Problem description
From the first line to the last, print the data exactly.

* * * * * * *

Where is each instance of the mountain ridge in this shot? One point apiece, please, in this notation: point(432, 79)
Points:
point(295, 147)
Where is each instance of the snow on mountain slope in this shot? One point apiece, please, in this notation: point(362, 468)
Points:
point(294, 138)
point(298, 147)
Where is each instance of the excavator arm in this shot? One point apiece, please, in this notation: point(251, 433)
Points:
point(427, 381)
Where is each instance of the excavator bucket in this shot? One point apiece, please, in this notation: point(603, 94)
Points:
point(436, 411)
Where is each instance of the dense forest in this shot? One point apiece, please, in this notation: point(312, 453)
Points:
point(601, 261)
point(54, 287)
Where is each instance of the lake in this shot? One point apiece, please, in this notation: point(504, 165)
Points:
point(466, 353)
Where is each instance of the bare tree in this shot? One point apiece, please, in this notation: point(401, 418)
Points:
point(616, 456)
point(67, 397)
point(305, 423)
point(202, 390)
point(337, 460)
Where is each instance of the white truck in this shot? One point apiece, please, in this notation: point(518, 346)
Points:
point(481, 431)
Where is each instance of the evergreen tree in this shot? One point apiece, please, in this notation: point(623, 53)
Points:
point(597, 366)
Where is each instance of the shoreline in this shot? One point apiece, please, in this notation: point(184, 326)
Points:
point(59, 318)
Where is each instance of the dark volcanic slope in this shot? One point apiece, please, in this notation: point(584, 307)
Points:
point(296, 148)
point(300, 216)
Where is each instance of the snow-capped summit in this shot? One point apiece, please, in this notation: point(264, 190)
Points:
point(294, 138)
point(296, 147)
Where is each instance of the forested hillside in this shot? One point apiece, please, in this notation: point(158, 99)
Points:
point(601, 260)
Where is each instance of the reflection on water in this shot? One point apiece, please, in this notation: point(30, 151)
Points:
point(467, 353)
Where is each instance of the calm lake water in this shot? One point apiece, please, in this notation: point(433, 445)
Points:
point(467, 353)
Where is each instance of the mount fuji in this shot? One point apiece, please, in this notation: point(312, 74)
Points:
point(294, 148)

* * * * * * *

Answer to the problem
Where is each instance of the mountain ridge in this shot? One point apiece, please, in this notation: point(432, 79)
Points:
point(295, 147)
Where is each instance of the snow on mountain slope in this shot? One point apiece, please, in this notation: point(362, 468)
Points:
point(294, 138)
point(298, 147)
Where is each instance of the excavator arm in this shot? One point apiece, please, in this notation: point(251, 433)
Points:
point(427, 381)
Where is each instance of the excavator bucket in this shot? One point apiece, please, in this notation: point(603, 94)
Points:
point(436, 411)
Where is each instance of the dense forest in this shot? One point apiece, please, in this notation: point(312, 453)
Points:
point(601, 261)
point(54, 287)
Where is each instance of the lake in this shot? One point apiece, please, in this notation: point(504, 165)
Points:
point(466, 353)
Where is each instance of the bare tree in this shot? One point apiece, please, in this notation: point(401, 418)
Points:
point(616, 456)
point(67, 397)
point(305, 423)
point(202, 390)
point(337, 460)
Where is each instance of the white truck in this shot? One point apiece, please, in this notation: point(518, 346)
Points:
point(481, 431)
Where is each instance of the evergreen tree in this shot? One point apiece, please, in this notation: point(623, 53)
Points:
point(597, 366)
Where is each instance of the shoreline in this shot? One point apiece, please, in this notation: point(184, 326)
Points:
point(59, 318)
Where is each instance of the dark volcanic slope in this shot? One point apiece, please, in this notation: point(584, 307)
Points:
point(296, 148)
point(300, 216)
Where is each instance of the snow-capped summit in this shot? One point apiece, please, in this notation: point(264, 190)
Points:
point(294, 138)
point(296, 147)
Where is each instance of the forested hillside in this shot? One point apiece, please, in this notation: point(158, 99)
Points:
point(601, 260)
Where is each instance of the reflection on water in this shot? One point apiece, please, in this notation: point(30, 151)
Points:
point(467, 353)
Where is each instance of the calm lake water in this shot? One point apiece, please, in this notation: point(433, 445)
Points:
point(467, 353)
Where is each instance of the mount fuji in this shot? One point apiece, please, in this notation: point(312, 74)
Points:
point(294, 148)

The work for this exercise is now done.